• _Problem description_
Answer these questions using the excerpt below about the FDA's approval of Lecanemab.
1. Which group is Dr. Sidney Wolfe with, and at which watchdog?
2. How often is Aducanumab, sold as Aduhelm, given?
3. At which school is Dr. Caleb Alexander a professor?

• _Excerpt to read_
__________________________________________________

The new drug is an injection called Lecanemab.
Dr. Sidney Wolfe is with the Health Research Group of the watchdog Public Citizen. He’s criticizing the FDA’s expedited approval, saying there’s no proof of the drug’s real benefit, but plenty of risks.
Dr. Sidney Wolfe: In the study, they showed clearly that, compared to a placebo sugar pill, that the brain swelling was much, much higher. You would get brain swelling just with Alzheimer’s Disease, but it was twice as frequently occurring in the people who got Lecanemab.
To critics like Wolfe, the FDA’s expedited approval of Lecanemab only compounds the fast-tracked approval of a similar drug by the same company, as we’ve reported here on Full Measure:
Aducanumab, sold as Aduhelm, is given as an injection every four weeks. But there’s a long shadow that’s loomed over the medicine ever since the FDA gave it the green light.
Sharyl Attkisson: They approved it even though not one of the advisors they had consulted said it should be approved.
Dr. Caleb Alexander: They did.
Dr. Caleb Alexander was one of the FDA advisors who voted against Aducanumab’s approval. He’s an epidemiologist, internist, and professor at the Johns Hopkins Bloomberg School of Public Health.
Dr. Caleb Alexander: The advisory committee — there was near consensus among the advisory panel that there just wasn’t the evidence to warrant approval.
Much of the controversy centers on the FDA’s overt advocacy of a medicine that had failed miserably during the test phase.

__________________________________________________

• _Input data_
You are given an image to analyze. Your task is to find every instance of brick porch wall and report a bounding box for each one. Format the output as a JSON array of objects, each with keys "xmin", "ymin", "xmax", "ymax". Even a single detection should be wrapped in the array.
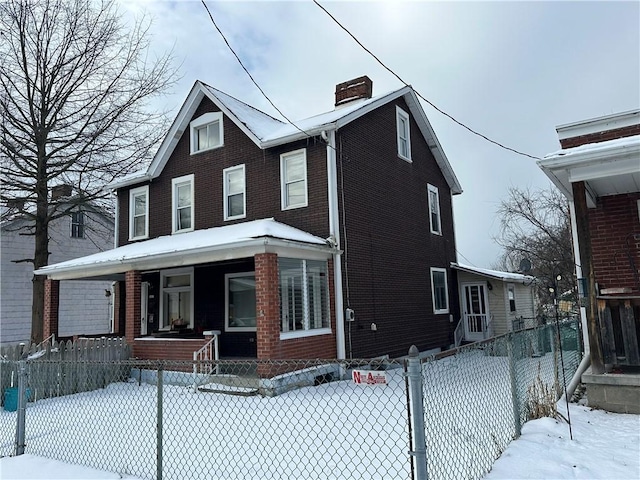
[{"xmin": 42, "ymin": 278, "xmax": 60, "ymax": 338}]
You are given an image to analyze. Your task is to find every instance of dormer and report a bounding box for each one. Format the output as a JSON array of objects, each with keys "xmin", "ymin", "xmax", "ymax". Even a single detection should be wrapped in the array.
[{"xmin": 189, "ymin": 112, "xmax": 224, "ymax": 155}]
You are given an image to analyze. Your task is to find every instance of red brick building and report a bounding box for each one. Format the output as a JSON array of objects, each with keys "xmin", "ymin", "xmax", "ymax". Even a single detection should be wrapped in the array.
[
  {"xmin": 538, "ymin": 110, "xmax": 640, "ymax": 413},
  {"xmin": 38, "ymin": 77, "xmax": 462, "ymax": 359}
]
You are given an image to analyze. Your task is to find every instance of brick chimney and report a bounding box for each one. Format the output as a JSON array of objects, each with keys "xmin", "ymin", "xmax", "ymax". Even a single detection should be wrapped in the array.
[{"xmin": 336, "ymin": 75, "xmax": 373, "ymax": 107}]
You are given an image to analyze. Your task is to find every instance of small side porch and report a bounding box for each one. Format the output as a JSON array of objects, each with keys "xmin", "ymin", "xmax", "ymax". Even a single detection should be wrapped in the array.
[{"xmin": 582, "ymin": 295, "xmax": 640, "ymax": 414}]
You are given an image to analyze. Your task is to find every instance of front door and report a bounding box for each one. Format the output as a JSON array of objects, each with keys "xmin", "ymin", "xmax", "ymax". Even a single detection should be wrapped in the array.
[{"xmin": 462, "ymin": 283, "xmax": 489, "ymax": 342}]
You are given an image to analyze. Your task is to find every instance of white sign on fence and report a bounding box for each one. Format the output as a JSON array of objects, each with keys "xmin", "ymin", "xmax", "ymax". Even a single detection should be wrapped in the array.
[{"xmin": 351, "ymin": 370, "xmax": 387, "ymax": 385}]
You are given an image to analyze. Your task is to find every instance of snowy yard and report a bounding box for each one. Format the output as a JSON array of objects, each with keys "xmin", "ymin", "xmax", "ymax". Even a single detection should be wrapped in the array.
[{"xmin": 0, "ymin": 328, "xmax": 592, "ymax": 480}]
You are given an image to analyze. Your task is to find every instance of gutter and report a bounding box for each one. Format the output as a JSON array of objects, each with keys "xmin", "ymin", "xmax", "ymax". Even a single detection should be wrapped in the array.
[{"xmin": 322, "ymin": 130, "xmax": 346, "ymax": 359}]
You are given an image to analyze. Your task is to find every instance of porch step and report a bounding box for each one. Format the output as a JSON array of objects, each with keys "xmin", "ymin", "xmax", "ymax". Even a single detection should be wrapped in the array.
[{"xmin": 198, "ymin": 374, "xmax": 260, "ymax": 397}]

__________________________________________________

• _Exercise result_
1. The Health Research Group of the watchdog Public Citizen.
2. As an injection every four weeks.
3. The Johns Hopkins Bloomberg School of Public Health.